▸ Seleção
══════════
Eis o Salmo 150 de acordo com a versão Almeida Atualizada, provavelmente a mais popular no Brasil:
“Aleluia! Louvai a Deus no seu santuário; louvai-o no firmamento, obra do seu poder. Louvai-o pelos seus poderosos feitos; louvai-o consoante a sua muita grandeza. Louvai-o ao som da trombeta; louvai-o com saltério e com harpa. Louvai-o com adufes e danças; louvai-o com instrumentos de cordas e com flautas. Louvai-o com címbalos sonoros; louvai-o com címbalos retumbantes. Todo ser que respira louve ao Senhor. Aleluia!”
A argumentação é a seguinte. O verso 1 manda que louvemos a Deus no seu “santuário”, isto é, no templo terreno, o local oficial da adoração a Deus, onde se realizava o culto por ele determinado. Em seguida, vem uma descrição deste culto, e em meio à relação dos instrumentos utilizados, se menciona no verso 4 as “danças”. A conclusão aparente é que as danças faziam parte do culto oferecido a Deus no seu templo em Jerusalém. Pronto, temos aqui a base para as danças litúrgicas no culto hoje.
Mas, será que é isto mesmo que o Salmo está dizendo? Ou ainda, será que podemos inferir do Salmo que as danças faziam parte da liturgia do templo? E mais ainda, se de fato é isto mesmo que o Salmo está mostrando, temos aqui uma base para as danças litúrgicas e grupos de coreografia em nossos cultos?
Já disse em outro texto (Davi dançou, eu também quero dançar) que não considero o dançar em si como algo pecaminoso, e que não tenho problemas com danças nas comunidades cristãs como expressão cultural e social em ambientes outros que não o culto a Deus. O que pretendo é mostrar que o Salmo 150 não pode ser tomado como base incontestável para a prática das danças litúrgicas e coreográficas nos cultos cristãos.
Vou começar admitindo, por um momento, que o Salmo 150 está falando do templo em Jerusalém e de danças durante o culto. A pergunta, que deveria ter sido feita desde o início, é se o culto cristão toma sua inspiração, gênese e formato do culto do Antigo Testamento. Para mim, a resposta é negativa, embora com qualificações.
══════════
▸ Problemas para resolver
1. Reproduza, por favor, o trecho do texto sobre o Salmo 150 começando em "Mas, será que" e seguindo até "em nossos cultos?".
2. Indique se cada afirmação abaixo está de acordo com o texto sobre o Salmo 150, respondendo sim ou não e citando exatamente as palavras do texto que decidem a questão.
(a) O autor considera o ato de dançar, em si, algo pecaminoso.
(b) A versão Almeida Atualizada é apresentada como provavelmente a mais popular no Brasil.
(c) O autor responde afirmativamente à pergunta sobre se o culto cristão toma sua inspiração do culto do Antigo Testamento.

▸ Material fornecido
══════════
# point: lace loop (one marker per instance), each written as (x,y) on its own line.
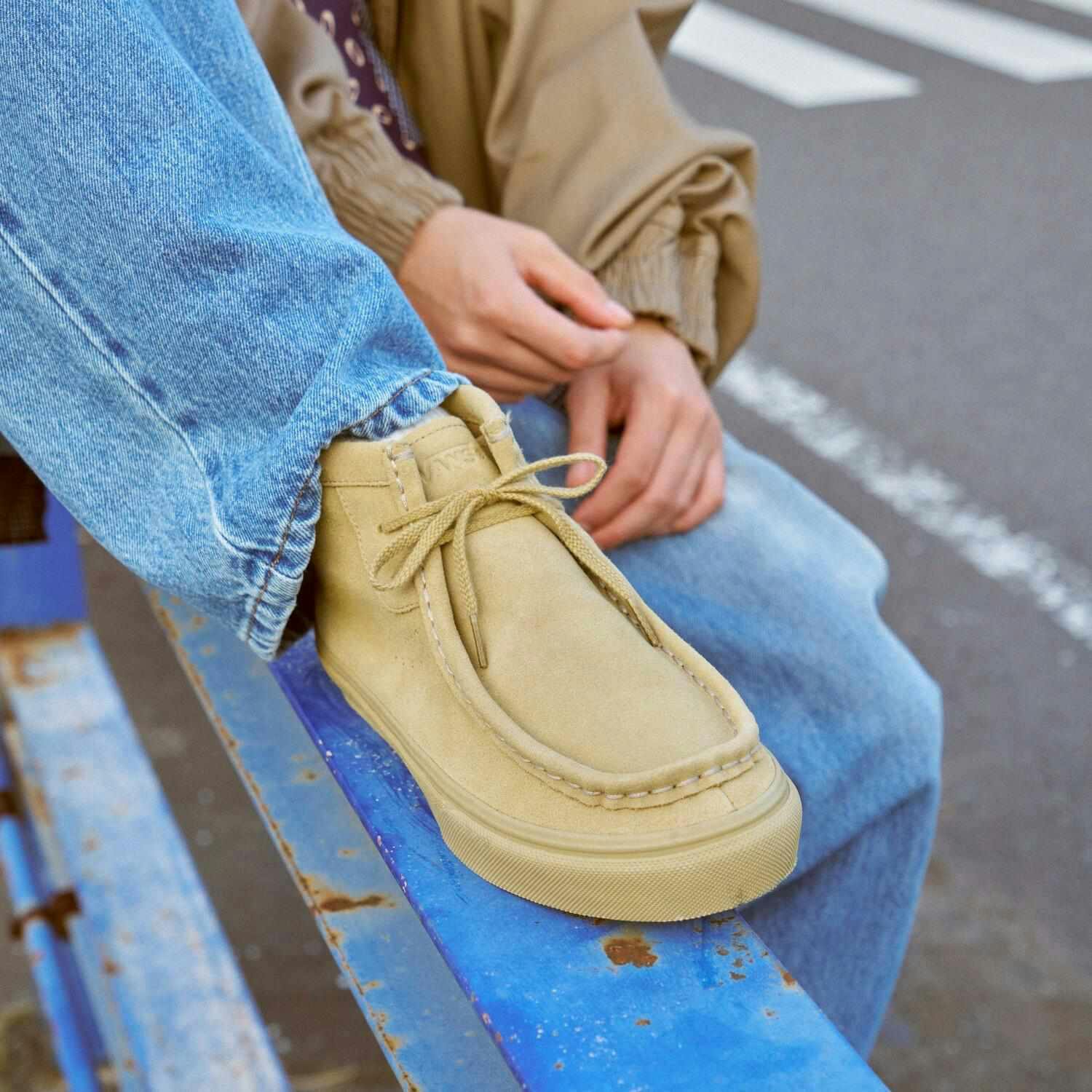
(452,518)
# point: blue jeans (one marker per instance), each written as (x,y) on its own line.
(781,594)
(185,327)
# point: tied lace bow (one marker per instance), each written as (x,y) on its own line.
(452,518)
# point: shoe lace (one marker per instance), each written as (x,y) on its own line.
(452,518)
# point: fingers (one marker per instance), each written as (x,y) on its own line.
(563,342)
(710,495)
(654,509)
(545,266)
(587,403)
(648,430)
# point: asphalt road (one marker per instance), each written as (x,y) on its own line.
(927,269)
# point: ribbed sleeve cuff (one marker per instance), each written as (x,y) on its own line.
(664,277)
(378,196)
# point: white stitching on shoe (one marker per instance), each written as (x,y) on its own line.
(508,747)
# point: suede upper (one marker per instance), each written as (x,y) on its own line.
(574,694)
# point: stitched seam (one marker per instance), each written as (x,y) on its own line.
(279,555)
(349,484)
(670,655)
(508,747)
(299,497)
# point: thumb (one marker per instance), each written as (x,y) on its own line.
(587,401)
(553,272)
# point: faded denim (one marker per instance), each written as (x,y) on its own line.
(183,325)
(782,596)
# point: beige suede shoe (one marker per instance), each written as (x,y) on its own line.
(574,749)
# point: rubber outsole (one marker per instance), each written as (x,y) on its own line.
(751,856)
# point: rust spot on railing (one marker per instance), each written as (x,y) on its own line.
(334,937)
(336,903)
(21,651)
(633,950)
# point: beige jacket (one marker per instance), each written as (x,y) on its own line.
(552,113)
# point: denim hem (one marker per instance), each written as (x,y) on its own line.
(272,601)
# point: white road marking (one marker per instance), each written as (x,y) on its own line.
(1081,7)
(926,497)
(786,66)
(984,37)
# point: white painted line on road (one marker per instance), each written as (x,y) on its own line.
(1081,7)
(786,66)
(926,497)
(984,37)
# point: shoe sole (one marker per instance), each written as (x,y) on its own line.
(735,862)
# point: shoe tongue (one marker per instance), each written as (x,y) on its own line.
(449,459)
══════════
▸ Tarefas resolvidas
1.
Mas, será que é isto mesmo que o Salmo está dizendo? Ou ainda, será que podemos inferir do Salmo que as danças faziam parte da liturgia do templo? E mais ainda, se de fato é isto mesmo que o Salmo está mostrando, temos aqui uma base para as danças litúrgicas e grupos de coreografia em nossos cultos?

2.
(a) Não: "não considero o dançar em si como algo pecaminoso".
(b) Sim: "provavelmente a mais popular no Brasil".
(c) Não: "Para mim, a resposta é negativa, embora com qualificações".